> **PROBLEM TO WORK ON**: Rescale the stretch below, from the line containing "Please indicate the ripples" through the final line, and reproduce each of those lines in full. Alter only the point coordinates in the answers: multiply each by 2.45 and round to a whole number, with halves rounded up.

> **DATA TO USE**:
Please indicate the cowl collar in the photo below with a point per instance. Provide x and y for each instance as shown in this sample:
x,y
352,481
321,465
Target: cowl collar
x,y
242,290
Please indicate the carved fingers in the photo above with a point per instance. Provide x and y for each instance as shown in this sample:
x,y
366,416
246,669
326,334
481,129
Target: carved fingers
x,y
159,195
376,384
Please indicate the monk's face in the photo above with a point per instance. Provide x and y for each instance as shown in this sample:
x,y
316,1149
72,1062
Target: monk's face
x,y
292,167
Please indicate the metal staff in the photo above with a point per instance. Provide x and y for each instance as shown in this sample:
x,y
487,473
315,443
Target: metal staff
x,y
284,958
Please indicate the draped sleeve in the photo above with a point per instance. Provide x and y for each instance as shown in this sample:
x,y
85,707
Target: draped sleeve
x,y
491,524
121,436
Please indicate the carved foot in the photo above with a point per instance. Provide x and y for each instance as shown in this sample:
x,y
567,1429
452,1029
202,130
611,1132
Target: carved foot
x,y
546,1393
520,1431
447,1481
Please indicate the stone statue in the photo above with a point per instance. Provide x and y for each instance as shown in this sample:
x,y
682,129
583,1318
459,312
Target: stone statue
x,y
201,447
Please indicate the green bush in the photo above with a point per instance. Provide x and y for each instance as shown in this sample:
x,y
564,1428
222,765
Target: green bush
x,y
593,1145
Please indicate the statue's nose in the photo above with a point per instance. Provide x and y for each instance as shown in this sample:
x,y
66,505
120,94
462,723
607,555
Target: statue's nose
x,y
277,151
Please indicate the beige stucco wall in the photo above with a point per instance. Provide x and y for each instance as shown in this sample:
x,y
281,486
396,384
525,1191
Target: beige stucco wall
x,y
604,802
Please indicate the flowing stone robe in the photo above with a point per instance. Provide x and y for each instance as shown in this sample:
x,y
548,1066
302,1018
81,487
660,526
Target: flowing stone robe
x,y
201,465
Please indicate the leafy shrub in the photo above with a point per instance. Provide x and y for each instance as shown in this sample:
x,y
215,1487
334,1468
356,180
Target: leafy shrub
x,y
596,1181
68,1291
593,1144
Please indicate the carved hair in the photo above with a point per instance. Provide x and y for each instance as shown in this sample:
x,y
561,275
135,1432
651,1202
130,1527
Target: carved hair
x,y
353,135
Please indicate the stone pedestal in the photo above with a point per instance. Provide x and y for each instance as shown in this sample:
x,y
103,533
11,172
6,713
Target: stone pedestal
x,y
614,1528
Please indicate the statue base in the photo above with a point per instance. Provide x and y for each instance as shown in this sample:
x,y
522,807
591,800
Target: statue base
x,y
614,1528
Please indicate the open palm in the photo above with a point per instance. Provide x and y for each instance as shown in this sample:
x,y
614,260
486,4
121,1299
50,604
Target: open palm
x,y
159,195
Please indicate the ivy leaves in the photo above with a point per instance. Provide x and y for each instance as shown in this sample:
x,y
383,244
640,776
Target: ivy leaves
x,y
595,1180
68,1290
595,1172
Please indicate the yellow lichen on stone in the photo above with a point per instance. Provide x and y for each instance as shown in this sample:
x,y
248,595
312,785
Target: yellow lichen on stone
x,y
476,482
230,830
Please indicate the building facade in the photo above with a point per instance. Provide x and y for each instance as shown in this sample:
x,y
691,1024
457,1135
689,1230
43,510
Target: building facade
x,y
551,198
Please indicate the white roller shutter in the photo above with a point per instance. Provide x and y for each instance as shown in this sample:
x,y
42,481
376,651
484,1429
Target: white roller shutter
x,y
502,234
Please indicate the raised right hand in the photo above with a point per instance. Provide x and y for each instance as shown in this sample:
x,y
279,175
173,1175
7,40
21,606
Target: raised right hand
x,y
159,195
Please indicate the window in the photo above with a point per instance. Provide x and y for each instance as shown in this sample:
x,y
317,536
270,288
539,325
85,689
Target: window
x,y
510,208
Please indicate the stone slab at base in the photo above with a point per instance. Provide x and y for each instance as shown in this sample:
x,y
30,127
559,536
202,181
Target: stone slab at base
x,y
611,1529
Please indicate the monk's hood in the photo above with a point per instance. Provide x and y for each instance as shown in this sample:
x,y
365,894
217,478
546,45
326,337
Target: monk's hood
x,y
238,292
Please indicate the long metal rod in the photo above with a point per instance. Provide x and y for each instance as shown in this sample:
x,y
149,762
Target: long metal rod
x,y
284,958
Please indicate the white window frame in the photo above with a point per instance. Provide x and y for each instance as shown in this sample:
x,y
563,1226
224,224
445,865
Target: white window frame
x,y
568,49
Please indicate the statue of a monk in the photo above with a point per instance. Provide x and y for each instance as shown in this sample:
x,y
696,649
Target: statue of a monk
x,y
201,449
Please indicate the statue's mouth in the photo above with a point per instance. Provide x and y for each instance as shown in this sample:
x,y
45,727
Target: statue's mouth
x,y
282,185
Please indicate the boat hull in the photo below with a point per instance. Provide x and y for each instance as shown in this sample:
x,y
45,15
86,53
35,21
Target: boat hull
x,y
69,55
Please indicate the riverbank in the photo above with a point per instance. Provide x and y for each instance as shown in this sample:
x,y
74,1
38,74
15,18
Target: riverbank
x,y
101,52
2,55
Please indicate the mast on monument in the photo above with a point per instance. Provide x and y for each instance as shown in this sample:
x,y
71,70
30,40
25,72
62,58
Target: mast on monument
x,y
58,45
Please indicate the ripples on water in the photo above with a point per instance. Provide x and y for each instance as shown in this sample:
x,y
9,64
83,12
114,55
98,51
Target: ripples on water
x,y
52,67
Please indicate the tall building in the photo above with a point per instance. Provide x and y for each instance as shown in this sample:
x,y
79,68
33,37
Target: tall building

> **RESPONSE**:
Please indicate the ripples on water in the photo above with a point per instance. Provide x and y for each instance as shown in this sample:
x,y
9,64
83,12
114,55
98,51
Target: ripples on water
x,y
127,164
Please indicate the tall building in the photo above with a point per instance. Provide x and y for each instance as shown in this sample:
x,y
79,68
33,37
Target: tall building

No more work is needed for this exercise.